Em sua estreia na direção de longa-metragem, com Augustine, a diretora francesa Alice Winocour investe numa história real que pode ser vista como prólogo ao tema explorado por, entre outros diretores, David Cronenberg em Um Método Perigoso (2011): os pioneiros estudos, diagnósticos e tratamentos científicos das perturbações mentais, mais especificamente a histeria. Augustine estreia nesta sexta-feira em Porto Alegre, no Guion Center 2.
O personagem famoso retratado aqui é Jean-Martin Charcot, desbravador da neurociência e mestre que guiou os primeiros passos de Sigmund Freud. E também é real a figura de Louise Augustine Gleizes, no filme apenas Augustine, jovem que foi uma das mais importantes pacientes de Charcot na famosa clínica psiquiátrica feminina Salpêtrière, em Paris, no final do século 19.
Na livre adaptação que faz em seu roteiro original, a partir dos arquivos deixados por Charcot, Alice Winocour constrói um registro bastante sóbrio especulando também o aspecto mais privado da conflituosa relação entre médico e paciente, movida por interesse científico, vaidade acadêmica e, não menos importante, tensão sexual.

▸ **Linhas extraídas**

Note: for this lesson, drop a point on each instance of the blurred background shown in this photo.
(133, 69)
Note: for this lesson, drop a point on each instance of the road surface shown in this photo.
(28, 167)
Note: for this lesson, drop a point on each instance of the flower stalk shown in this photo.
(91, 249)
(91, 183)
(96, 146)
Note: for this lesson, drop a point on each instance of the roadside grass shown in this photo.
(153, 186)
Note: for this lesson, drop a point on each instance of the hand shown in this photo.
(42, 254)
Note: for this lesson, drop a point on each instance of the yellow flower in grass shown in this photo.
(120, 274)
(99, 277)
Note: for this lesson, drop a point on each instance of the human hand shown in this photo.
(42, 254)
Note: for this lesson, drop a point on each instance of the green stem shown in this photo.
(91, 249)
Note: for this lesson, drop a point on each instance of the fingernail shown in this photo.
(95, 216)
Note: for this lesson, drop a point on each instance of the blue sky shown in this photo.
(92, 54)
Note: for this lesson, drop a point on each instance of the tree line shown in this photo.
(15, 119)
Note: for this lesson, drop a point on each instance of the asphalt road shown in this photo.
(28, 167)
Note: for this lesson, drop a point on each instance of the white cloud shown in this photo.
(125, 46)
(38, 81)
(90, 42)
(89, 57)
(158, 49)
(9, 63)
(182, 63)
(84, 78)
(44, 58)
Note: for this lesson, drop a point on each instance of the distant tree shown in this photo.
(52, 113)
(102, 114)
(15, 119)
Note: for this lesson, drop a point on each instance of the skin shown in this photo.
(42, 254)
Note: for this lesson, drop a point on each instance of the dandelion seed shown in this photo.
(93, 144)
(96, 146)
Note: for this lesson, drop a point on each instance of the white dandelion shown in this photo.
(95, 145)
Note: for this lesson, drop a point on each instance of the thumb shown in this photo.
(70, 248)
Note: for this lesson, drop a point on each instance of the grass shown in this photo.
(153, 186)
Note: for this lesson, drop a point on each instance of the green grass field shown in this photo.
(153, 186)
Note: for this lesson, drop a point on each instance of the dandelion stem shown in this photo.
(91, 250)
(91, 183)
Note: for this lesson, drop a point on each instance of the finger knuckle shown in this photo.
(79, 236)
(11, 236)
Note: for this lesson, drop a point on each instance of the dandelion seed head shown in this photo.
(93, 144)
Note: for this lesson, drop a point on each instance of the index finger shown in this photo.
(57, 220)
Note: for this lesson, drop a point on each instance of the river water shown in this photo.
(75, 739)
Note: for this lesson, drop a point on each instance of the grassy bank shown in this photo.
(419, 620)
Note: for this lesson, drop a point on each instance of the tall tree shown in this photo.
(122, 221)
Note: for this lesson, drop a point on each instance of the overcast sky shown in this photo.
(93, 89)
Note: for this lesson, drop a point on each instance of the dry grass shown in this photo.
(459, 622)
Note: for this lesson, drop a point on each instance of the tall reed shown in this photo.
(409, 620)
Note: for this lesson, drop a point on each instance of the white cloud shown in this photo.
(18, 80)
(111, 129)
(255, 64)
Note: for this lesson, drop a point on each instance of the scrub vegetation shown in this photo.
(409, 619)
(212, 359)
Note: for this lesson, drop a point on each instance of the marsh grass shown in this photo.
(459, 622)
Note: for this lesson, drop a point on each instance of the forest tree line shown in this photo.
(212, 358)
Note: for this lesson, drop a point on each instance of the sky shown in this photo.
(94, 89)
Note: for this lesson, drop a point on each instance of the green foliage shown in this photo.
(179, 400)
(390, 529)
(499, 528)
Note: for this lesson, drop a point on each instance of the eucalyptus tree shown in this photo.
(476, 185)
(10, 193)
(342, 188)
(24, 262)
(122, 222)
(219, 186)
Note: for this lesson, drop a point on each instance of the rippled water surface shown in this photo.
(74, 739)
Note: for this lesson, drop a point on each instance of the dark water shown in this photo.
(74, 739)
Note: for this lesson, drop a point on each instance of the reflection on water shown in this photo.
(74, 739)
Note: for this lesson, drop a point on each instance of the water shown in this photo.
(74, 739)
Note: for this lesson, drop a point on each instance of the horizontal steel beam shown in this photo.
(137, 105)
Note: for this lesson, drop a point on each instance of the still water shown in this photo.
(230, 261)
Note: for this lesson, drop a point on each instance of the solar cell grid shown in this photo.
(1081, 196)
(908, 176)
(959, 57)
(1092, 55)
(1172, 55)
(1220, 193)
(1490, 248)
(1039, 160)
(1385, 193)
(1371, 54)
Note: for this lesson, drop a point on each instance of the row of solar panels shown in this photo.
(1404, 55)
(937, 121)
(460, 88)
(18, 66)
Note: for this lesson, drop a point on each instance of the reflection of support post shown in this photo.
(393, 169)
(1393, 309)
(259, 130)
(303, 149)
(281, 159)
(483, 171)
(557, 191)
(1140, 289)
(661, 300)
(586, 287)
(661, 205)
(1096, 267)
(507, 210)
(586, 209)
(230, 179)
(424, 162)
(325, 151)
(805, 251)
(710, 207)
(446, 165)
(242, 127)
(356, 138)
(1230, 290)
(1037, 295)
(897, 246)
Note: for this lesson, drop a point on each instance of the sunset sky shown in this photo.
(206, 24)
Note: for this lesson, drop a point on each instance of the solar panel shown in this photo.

▸ **Tarefas a realizar**
1. Responda às perguntas abaixo com base no texto sobre o filme Augustine.
(a) Em que cidade e em qual cinema o filme estreia?
(b) Em que clínica Augustine foi paciente de Charcot?
(c) Que três fatores movem a relação entre médico e paciente, segundo o texto?
2. Prossiga com o texto sobre o filme Augustine a partir da última frase apresentada.

▸ **Respostas em sequência**
1.
(a) Em Porto Alegre, no Guion Center 2.
(b) Na clínica psiquiátrica feminina Salpêtrière, em Paris.
(c) Interesse científico, vaidade acadêmica e tensão sexual.

2.
Interpretada pela atriz a cantora pop Stéphanie Sokolinski, conhecida como SoKo, Augustine é apresentada, aos 19 anos, como uma serviçal de origem camponesa. A impressionante crise convulsiva que sofre diante dos convidados de seus abastados patrões leva a garota para tratamento em Salpêtrière, onde Charcot (Vincent Lindon) realiza seus pioneiros estudos. Ele identifica na jovem um caso peculiar e que pode lhe proporcionar, além de reconhecimento público, verba para suas pesquisas - Charcot é autor das nomenclaturas do Mal de Parkinson e da Síndrome de Tourette, a partir de distúrbios identificados por contemporâneos seus.
Interessante perceber, no filme, que Charcot, homem movido pelas luzes da ciência, que diz a seus pares que mulheres como as que ele trata eram queimadas como bruxas séculos antes, fica desconcertado em identificar o componente sexual na histeria. Quem soube como lidar com isso logo adiante foi Freud, ao levar o estudo para o campo clínico.
Destacar esse momento de transição entre o tratamento da histeria mediante a intervenção física e a posterior prospecção por entre os labirintos do inconsciente parece ser o interesse maior da diretora. Justifica-se assim a grande atenção que ela dá ao corpo de Augustine, constantemente retorcido e desfigurado pelas crises e manipulado, riscado, perfurado, desnudado e exposto às plateias por Charcot. Os discutíveis métodos dele, incluindo aí prováveis desvios éticos, parecem ficar em plano secundário diante da possibilidade, para além dos registros históricos, de o manipulado ter sido ele.